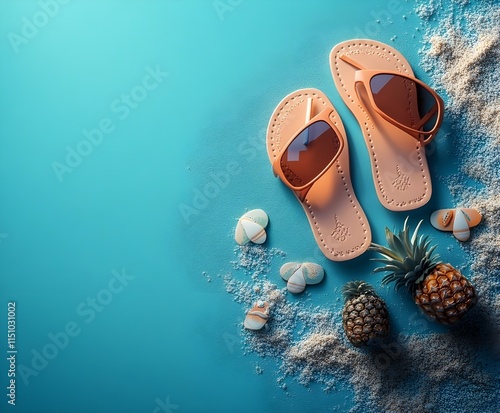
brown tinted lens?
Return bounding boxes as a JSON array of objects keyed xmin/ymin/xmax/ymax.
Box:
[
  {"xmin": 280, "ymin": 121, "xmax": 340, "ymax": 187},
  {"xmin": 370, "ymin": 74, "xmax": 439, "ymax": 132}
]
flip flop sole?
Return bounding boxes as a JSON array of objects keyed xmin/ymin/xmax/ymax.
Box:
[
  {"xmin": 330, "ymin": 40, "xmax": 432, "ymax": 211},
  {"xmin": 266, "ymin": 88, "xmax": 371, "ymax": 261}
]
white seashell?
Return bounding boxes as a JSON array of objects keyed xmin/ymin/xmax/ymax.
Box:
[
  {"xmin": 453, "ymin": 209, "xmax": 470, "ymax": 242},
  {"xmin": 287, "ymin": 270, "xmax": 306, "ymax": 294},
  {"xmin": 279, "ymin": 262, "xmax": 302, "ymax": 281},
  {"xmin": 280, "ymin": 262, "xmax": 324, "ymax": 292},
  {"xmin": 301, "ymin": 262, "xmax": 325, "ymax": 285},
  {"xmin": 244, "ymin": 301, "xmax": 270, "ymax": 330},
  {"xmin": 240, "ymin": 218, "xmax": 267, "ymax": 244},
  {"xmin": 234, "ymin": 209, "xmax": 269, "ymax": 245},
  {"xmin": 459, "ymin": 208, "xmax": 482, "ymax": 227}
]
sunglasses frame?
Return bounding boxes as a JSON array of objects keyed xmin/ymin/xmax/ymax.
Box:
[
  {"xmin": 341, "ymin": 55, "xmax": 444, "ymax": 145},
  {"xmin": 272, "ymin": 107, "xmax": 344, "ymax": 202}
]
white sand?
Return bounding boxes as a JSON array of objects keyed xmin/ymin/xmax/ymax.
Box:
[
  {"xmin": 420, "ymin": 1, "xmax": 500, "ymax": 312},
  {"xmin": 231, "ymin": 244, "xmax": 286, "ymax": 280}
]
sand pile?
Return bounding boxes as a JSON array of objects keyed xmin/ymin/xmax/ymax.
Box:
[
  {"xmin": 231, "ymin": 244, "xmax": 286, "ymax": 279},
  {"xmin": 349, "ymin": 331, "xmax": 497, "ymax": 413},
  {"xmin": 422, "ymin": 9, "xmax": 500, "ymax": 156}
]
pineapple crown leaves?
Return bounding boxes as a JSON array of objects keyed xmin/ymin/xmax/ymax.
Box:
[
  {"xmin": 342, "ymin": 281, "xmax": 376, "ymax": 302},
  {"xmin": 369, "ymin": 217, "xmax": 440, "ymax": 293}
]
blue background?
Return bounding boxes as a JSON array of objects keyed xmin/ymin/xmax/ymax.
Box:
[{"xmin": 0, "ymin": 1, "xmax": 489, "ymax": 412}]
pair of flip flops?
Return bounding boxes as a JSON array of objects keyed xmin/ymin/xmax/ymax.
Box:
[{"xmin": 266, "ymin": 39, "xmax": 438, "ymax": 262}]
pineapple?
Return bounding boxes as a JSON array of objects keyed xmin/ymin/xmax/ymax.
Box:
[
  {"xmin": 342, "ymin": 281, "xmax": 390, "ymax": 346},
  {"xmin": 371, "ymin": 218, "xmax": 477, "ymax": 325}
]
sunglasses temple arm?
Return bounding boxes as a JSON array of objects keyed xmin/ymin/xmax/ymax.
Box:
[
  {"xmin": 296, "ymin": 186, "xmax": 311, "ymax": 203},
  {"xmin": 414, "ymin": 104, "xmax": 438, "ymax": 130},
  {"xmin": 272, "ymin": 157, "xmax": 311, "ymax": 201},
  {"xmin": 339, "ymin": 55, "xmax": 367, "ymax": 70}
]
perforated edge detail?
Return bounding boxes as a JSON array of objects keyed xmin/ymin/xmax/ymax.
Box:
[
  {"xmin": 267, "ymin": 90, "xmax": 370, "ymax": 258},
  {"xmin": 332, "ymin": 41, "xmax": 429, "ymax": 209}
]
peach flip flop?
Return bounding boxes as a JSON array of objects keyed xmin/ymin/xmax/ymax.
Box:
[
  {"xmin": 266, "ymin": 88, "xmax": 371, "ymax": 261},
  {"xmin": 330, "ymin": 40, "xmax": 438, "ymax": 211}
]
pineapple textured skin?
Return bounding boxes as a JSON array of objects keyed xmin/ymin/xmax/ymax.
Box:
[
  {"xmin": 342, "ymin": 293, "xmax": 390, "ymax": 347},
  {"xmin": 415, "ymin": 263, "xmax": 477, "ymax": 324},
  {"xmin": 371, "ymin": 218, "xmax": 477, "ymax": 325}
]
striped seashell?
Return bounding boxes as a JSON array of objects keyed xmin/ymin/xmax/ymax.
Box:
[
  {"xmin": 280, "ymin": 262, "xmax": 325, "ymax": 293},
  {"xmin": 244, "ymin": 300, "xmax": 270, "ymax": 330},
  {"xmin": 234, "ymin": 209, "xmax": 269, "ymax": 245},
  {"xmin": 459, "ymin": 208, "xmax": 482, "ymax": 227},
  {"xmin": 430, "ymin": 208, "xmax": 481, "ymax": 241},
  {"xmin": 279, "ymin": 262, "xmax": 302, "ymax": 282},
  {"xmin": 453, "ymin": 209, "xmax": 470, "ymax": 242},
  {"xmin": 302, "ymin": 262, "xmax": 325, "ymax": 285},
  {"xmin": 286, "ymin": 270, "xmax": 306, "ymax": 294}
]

• • • •

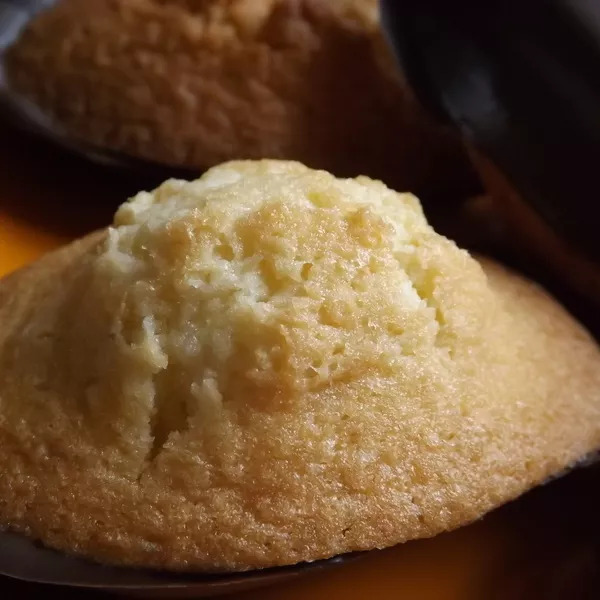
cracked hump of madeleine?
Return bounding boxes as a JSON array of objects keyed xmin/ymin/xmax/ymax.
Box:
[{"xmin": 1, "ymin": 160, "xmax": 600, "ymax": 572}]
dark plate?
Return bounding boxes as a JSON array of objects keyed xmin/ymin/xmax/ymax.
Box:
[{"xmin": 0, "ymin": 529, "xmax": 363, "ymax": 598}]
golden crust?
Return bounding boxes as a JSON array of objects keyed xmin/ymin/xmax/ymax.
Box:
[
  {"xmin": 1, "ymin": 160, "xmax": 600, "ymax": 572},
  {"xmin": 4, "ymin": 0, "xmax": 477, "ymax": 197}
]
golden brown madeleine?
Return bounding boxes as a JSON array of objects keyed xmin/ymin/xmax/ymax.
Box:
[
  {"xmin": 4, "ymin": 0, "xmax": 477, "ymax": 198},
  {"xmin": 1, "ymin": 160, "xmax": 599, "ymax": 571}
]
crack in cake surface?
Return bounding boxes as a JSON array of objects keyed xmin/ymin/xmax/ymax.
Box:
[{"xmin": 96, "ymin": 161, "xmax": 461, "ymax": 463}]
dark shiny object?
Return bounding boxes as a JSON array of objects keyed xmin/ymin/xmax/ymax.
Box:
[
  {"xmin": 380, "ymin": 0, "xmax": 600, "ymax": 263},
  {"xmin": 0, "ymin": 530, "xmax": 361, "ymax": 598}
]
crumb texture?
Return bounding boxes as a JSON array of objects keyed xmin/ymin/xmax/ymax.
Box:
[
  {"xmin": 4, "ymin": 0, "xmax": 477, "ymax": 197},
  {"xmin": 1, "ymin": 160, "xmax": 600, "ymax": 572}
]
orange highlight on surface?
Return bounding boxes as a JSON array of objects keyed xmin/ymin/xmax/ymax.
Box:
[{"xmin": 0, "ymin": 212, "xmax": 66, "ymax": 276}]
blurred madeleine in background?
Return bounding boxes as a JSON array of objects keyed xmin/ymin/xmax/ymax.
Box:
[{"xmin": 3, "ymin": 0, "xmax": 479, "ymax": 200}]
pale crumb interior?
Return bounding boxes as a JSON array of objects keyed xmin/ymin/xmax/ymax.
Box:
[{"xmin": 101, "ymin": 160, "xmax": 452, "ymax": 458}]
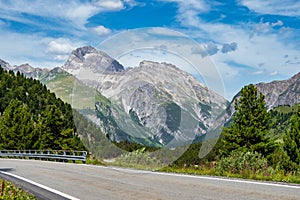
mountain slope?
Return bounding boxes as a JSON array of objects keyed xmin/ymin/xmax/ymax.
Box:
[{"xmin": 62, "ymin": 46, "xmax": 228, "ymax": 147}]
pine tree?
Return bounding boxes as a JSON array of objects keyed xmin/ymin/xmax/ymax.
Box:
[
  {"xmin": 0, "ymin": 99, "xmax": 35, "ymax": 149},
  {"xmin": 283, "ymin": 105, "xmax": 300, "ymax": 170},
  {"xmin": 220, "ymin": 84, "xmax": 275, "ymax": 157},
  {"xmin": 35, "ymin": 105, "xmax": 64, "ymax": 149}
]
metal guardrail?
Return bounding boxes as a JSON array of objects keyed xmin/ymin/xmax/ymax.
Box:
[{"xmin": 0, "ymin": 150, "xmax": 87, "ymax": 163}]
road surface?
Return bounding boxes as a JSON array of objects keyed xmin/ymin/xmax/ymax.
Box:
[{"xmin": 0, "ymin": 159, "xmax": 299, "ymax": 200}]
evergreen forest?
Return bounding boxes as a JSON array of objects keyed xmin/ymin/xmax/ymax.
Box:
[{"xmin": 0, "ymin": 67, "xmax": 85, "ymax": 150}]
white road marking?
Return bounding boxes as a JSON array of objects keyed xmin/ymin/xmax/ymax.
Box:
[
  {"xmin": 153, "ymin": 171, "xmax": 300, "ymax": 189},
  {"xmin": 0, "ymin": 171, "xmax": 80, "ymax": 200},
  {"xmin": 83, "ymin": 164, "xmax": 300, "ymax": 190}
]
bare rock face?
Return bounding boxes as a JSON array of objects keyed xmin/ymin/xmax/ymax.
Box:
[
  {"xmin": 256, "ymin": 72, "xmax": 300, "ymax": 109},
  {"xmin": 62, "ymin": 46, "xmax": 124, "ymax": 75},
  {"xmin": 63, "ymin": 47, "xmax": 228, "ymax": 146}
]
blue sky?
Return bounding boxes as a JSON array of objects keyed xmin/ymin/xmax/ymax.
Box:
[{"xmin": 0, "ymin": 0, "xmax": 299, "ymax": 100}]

• • • •

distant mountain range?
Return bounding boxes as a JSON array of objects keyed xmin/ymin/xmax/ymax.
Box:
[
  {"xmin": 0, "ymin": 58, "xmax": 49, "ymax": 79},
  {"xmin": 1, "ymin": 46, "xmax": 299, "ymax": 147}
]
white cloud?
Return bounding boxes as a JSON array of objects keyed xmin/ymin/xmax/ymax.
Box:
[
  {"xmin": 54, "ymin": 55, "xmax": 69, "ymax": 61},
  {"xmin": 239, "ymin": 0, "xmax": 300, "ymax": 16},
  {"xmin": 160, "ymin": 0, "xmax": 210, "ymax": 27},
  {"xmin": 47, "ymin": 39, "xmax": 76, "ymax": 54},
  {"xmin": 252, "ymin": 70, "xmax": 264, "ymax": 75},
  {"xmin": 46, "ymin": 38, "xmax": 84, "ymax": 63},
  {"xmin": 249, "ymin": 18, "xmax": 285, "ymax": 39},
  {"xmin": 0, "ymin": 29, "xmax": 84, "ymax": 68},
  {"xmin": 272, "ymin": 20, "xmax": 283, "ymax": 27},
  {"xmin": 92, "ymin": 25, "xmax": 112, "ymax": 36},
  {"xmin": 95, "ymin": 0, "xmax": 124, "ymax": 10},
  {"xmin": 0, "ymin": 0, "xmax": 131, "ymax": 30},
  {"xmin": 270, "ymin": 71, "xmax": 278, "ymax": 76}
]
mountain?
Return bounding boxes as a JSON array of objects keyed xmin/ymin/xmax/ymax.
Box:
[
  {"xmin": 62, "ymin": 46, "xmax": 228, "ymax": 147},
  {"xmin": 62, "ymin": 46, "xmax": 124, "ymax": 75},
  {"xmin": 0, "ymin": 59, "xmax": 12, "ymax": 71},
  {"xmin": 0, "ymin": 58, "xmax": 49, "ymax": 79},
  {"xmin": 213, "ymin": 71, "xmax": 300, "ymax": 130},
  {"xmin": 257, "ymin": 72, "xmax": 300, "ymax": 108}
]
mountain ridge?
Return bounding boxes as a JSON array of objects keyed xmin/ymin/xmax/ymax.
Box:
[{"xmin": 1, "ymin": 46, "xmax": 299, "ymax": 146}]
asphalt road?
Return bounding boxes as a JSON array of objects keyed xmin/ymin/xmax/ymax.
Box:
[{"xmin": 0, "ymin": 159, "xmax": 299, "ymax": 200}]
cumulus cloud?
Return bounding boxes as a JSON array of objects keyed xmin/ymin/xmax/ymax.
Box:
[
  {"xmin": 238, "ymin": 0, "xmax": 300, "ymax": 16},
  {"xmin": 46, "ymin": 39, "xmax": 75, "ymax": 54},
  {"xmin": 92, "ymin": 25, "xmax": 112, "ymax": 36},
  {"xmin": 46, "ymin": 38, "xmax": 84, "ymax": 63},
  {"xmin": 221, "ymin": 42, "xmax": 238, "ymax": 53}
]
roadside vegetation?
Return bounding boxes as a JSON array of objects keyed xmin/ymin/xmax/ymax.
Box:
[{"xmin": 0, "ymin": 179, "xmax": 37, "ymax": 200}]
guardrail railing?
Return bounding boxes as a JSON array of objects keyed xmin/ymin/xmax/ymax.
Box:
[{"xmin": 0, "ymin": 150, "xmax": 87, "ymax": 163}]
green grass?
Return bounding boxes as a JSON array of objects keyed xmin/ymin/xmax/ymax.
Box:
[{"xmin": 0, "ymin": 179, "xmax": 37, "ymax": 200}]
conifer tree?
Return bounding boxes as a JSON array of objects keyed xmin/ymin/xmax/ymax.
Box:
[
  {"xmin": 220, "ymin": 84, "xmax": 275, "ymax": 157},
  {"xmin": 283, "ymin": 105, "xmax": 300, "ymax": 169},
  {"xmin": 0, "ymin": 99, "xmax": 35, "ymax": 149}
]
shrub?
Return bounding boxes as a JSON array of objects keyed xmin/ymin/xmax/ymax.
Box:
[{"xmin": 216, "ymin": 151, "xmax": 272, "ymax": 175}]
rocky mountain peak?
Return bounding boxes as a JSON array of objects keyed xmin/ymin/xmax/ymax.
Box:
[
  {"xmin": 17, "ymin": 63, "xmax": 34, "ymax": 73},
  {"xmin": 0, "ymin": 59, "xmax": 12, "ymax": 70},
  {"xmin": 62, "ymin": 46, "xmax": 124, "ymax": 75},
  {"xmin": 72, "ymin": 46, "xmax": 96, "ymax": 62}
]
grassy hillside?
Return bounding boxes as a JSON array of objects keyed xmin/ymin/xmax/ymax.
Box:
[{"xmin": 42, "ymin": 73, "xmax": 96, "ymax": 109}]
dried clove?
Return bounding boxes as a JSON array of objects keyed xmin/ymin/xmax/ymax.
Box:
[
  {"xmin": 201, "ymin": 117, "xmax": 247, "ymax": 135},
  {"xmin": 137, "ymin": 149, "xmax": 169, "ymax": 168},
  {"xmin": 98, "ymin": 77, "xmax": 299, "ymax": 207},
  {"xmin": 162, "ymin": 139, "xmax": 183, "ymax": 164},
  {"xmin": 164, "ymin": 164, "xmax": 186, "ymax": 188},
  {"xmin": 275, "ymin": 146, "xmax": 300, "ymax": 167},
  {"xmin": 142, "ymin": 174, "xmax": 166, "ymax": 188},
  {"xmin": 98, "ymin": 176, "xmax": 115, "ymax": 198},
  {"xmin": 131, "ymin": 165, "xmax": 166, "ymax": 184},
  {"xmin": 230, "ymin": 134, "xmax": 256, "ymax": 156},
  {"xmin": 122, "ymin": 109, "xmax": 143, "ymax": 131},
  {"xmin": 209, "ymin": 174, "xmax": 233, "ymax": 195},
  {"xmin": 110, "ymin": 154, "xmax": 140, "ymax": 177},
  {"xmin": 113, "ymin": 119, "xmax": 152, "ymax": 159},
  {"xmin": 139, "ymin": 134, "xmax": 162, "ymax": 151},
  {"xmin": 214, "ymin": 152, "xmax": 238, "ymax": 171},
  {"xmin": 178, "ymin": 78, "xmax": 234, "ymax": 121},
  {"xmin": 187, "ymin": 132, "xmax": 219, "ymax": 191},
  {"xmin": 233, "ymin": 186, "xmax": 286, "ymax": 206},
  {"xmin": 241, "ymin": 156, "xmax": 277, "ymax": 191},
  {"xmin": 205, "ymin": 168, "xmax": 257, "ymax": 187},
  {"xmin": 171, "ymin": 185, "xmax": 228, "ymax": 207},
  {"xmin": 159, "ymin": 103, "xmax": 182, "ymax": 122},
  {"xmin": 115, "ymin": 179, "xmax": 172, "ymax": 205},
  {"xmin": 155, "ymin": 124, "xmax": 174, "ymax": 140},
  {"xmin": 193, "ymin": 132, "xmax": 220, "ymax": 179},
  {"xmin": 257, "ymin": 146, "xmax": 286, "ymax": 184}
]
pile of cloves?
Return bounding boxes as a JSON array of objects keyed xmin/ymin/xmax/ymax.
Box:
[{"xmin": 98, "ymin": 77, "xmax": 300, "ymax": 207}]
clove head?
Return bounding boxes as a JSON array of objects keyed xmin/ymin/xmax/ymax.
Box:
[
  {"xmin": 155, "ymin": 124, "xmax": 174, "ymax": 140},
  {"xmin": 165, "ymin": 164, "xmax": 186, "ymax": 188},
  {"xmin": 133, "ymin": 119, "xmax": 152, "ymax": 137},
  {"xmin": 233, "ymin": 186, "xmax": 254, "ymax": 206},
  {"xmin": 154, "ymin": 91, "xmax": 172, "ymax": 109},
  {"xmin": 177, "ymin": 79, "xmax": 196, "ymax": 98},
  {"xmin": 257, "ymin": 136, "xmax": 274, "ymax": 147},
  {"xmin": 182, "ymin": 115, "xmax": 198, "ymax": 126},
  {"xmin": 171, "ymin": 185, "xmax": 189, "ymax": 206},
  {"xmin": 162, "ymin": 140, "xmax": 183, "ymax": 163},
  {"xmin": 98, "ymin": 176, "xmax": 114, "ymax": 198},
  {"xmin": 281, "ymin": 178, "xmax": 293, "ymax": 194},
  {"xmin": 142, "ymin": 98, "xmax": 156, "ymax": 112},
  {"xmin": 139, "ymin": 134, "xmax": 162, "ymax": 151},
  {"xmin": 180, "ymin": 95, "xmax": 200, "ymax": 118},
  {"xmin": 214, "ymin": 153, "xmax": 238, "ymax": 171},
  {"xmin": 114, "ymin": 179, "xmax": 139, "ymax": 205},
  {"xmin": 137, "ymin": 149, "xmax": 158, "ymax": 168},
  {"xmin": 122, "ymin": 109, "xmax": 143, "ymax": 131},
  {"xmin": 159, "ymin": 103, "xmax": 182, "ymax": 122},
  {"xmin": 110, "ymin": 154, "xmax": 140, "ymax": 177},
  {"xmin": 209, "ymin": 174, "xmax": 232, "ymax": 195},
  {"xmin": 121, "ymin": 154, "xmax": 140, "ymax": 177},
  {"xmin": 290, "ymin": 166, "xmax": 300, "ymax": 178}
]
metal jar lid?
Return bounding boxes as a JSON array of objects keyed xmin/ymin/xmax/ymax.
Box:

• • • •

Task description:
Search the listing for the string "background". Copy each line where it is found.

Problem solution:
blue background?
blurred madeleine in background?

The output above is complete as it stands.